### Exercise A
In the passage on speaking out about rape, how old was the businessman's niece when she was gang-raped?
### Exercise B
Please reproduce the passage on speaking out about rape between "But on Friday" and "and their sanity.", inclusive.

### Text under study
————
But on Friday I was called by a youth programme at M-Net and I agreed to go on a live programme that day. I want to speak to young people. There was an overwhelming response from girls aged 13 to 16 who called in. All had been raped, only one had told adults – which means they are at risk of HIV and their sanity.
The one who had told adults, a girl of about 13, had told her parents. They had told her, she said, ”Don’t talk about this, it’s too ugly.” How dare they! What right do parents have to put their own pain ahead of their child’s? That child and her angry, frustrated tears have been in the forefront of my thoughts ever since; she has all my love.
Once you have been raped and you speak out, you enter a secret room which you knew was always there but to which entry was denied until the rape, and within that room are dozens of women and children, many of them prominent women, women you have admired, who who sit in this dark fearful room, silent, believing they are alone despite the claustrophobia of their overwhelming presence.
Speak out. Open the curtains of that room, let in the light, help others to break down the doors and free you from the rapist’s prison.
A top businessman approached me at another function deeply troubled by my battle to get the anti-retroviral drugs that will save my life if the rapist has HIV or Aids (which is information I am not entitled to because the alleged rapist’s constitutional right to privacy is greater than my right to life under the present system).
His 15-year-old niece was gang-raped in December. Her deeply traumatised family were not aware that she needed anti- retroviral therapy. Battling to cope with her pain, they have not taken her for an HIV test. ”I am now so frightened for her,” the businessman said. So am I.
————
### Information supplied
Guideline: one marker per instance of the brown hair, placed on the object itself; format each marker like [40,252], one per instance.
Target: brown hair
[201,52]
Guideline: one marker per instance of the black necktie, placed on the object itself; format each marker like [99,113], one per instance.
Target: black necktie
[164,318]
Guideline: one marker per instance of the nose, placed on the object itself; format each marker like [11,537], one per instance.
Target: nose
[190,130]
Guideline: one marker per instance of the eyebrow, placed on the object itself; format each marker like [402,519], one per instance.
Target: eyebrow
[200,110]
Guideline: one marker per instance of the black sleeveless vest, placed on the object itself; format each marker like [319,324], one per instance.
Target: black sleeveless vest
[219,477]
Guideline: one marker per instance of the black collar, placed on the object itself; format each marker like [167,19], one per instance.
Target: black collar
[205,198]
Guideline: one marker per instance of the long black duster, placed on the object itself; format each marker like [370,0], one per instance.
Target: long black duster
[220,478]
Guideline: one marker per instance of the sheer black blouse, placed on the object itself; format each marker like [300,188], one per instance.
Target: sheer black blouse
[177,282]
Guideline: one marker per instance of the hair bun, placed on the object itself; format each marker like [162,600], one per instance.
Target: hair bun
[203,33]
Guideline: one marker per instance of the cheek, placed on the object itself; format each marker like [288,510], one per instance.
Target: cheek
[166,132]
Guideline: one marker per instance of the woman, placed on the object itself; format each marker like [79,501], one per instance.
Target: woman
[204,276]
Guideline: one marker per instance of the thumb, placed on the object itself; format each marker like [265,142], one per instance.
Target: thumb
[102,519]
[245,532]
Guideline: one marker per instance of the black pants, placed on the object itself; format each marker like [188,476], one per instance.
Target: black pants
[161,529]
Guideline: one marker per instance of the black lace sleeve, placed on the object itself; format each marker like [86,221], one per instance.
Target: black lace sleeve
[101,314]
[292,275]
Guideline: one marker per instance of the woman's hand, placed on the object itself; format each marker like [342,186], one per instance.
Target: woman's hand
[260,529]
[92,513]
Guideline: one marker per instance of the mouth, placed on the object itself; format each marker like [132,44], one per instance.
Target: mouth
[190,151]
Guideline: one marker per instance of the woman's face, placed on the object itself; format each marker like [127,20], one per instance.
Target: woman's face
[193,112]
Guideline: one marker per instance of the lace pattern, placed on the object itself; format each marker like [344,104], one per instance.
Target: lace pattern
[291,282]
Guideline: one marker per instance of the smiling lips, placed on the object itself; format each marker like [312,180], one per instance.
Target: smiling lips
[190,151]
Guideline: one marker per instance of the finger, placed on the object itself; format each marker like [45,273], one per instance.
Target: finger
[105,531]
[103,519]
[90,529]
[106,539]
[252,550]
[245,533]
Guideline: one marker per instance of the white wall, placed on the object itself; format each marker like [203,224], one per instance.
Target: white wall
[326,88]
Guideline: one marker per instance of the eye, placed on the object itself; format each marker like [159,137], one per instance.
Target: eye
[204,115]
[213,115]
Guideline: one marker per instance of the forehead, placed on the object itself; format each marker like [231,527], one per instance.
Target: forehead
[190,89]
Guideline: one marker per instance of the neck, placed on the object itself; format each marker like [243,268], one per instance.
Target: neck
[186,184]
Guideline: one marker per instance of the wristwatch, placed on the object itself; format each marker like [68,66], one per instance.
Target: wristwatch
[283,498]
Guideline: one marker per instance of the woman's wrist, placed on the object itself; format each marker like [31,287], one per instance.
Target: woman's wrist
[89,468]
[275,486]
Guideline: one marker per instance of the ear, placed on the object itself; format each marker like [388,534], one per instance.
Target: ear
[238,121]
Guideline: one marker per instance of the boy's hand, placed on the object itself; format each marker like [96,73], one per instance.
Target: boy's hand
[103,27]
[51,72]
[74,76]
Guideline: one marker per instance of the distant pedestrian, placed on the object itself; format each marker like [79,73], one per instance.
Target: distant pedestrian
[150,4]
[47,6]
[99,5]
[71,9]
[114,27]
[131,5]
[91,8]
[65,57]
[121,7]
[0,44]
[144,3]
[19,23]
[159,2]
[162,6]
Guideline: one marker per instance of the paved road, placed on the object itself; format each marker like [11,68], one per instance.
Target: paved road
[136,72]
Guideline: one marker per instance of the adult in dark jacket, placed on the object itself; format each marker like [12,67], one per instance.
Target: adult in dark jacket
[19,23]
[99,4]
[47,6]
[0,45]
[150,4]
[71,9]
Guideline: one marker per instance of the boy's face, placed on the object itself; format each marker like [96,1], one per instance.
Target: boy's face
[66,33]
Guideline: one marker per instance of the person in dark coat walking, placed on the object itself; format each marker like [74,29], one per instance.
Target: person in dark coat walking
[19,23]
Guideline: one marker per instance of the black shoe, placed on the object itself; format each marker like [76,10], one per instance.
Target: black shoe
————
### Reply A
She was 15 years old.

### Reply B
But on Friday I was called by a youth programme at M-Net and I agreed to go on a live programme that day. I want to speak to young people. There was an overwhelming response from girls aged 13 to 16 who called in. All had been raped, only one had told adults – which means they are at risk of HIV and their sanity.